==== WORKING DATA ====

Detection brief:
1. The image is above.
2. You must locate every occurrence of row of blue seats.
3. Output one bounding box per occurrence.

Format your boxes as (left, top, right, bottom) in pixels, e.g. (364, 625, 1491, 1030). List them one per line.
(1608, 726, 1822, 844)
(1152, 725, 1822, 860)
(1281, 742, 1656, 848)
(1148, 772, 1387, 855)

====

EXERCISE. Retype exactly, and only, the lines from the line holding "Format your boxes" through the last line of the data; both of those lines count.

RESULT OF THIS TASK.
Format your boxes as (left, top, right, bottom) in pixels, e.g. (364, 625, 1491, 1030). List them one per line.
(1608, 726, 1822, 844)
(1152, 725, 1822, 860)
(1281, 742, 1656, 848)
(1148, 772, 1387, 855)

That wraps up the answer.